> Required task 1
Answer these questions about the forum thread, one per line:
(a) Which city does the instruction passed with -i ask to introduce?
(b) What batch size appears in the output?
(c) From which file was the VQModel loaded?

____ Text passage

Inference Problem #42

LKAMING97 · 2024-09-11T14:31:04Z

Why does it take so long to infer just two pictures?

LKAMING97 · 2024-09-11T14:35:08Z

python interleaved_generation.py -i 'Please introduce the city of Gyumri with pictures.' -s "./test/"

LKAMING97 · 2024-09-11T14:37:22Z

It was running for ages so I stopped

Instruction: draw a dog
Batch size: 2
VQModel loaded from data/tokenizer/vqgan.ckpt
^CTraceback (most recent call last):
  File "/root/autodl-tmp/anole/text2image.py", line 71, in <module>
    main(args)

________
____ Rows

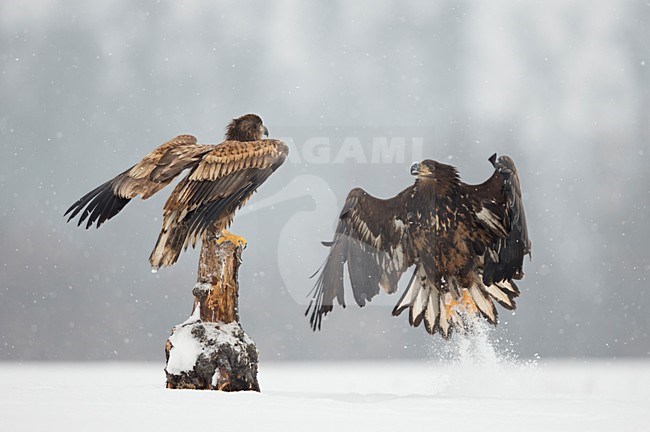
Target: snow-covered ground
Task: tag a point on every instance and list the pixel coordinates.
(396, 395)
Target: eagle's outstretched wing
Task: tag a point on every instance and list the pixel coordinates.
(503, 232)
(147, 177)
(372, 238)
(208, 197)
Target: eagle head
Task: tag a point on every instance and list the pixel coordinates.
(440, 173)
(248, 127)
(426, 168)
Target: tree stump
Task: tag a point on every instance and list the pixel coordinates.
(210, 351)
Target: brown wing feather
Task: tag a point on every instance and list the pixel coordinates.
(372, 238)
(208, 197)
(501, 222)
(151, 174)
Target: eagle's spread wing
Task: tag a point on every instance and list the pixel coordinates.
(372, 238)
(147, 177)
(499, 210)
(220, 184)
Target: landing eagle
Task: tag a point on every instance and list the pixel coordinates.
(221, 179)
(466, 243)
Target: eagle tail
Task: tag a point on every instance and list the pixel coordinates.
(168, 247)
(445, 312)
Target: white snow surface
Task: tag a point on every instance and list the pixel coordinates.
(378, 396)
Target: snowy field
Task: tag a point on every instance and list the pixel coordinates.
(555, 395)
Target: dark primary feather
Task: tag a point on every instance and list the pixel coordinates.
(509, 251)
(369, 246)
(99, 205)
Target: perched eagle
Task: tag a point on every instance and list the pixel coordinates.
(466, 242)
(221, 179)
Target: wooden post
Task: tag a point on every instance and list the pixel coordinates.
(217, 286)
(210, 350)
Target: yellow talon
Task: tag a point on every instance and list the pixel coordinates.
(232, 238)
(465, 303)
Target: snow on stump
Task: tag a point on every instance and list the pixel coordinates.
(210, 351)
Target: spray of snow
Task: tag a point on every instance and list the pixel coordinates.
(475, 360)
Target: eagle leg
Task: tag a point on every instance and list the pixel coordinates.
(232, 238)
(465, 304)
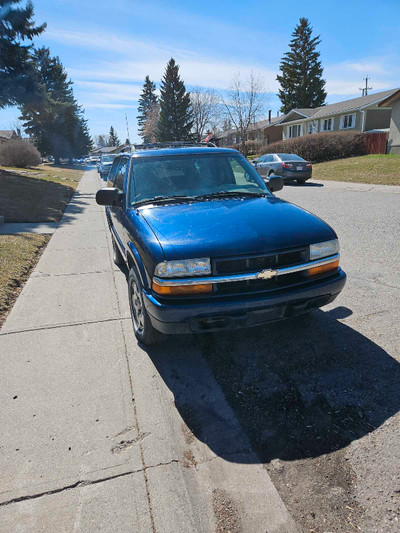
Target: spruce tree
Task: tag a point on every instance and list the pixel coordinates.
(301, 80)
(17, 82)
(147, 100)
(113, 138)
(175, 122)
(56, 124)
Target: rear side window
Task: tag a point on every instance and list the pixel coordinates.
(120, 174)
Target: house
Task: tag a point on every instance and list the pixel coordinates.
(264, 131)
(393, 101)
(357, 114)
(7, 135)
(105, 150)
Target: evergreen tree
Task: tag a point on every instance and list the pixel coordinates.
(301, 80)
(147, 100)
(56, 124)
(176, 119)
(17, 82)
(113, 138)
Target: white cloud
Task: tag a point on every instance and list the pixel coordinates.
(106, 105)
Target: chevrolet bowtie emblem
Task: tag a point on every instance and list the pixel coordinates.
(266, 274)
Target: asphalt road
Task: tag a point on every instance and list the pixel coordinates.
(319, 397)
(100, 435)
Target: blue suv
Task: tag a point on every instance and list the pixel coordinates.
(208, 245)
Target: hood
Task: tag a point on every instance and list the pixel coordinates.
(228, 227)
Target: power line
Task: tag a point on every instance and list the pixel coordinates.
(366, 88)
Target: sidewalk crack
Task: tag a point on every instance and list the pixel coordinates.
(80, 483)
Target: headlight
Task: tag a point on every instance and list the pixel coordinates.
(183, 268)
(324, 249)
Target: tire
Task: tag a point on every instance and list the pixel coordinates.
(117, 256)
(142, 326)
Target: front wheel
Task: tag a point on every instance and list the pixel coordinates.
(142, 326)
(117, 256)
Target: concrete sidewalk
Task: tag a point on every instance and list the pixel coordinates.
(9, 228)
(91, 438)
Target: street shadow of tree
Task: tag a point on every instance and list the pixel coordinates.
(300, 388)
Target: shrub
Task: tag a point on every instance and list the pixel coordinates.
(321, 147)
(19, 153)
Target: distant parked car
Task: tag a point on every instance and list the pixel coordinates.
(290, 166)
(104, 166)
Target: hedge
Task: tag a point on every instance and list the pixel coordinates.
(252, 147)
(19, 153)
(321, 147)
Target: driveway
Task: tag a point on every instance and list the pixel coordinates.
(231, 432)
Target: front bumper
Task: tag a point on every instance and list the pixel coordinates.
(235, 313)
(296, 175)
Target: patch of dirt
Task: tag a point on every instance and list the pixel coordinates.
(306, 392)
(189, 459)
(17, 268)
(226, 513)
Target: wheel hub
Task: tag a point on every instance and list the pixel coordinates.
(137, 307)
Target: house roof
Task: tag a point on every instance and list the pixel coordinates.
(260, 125)
(387, 102)
(7, 134)
(340, 107)
(104, 149)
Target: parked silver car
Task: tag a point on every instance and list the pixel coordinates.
(290, 166)
(105, 164)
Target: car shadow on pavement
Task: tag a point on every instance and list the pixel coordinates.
(306, 184)
(300, 388)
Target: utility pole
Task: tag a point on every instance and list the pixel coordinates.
(366, 88)
(127, 131)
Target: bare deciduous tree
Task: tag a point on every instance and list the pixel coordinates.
(102, 140)
(244, 104)
(150, 126)
(205, 111)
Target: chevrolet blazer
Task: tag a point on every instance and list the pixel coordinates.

________

> Required task 2
In the records, rewrite everything from the line containing "Target: chevrolet blazer" down to the end of the records, changing "chevrolet blazer" to "pickup truck" and keeping everything else the same.

> Correct output 1
(a) Gyumri
(b) 2
(c) data/tokenizer/vqgan.ckpt

> Correct output 2
Target: pickup truck
Task: tag a point on every instance and list the pixel coordinates.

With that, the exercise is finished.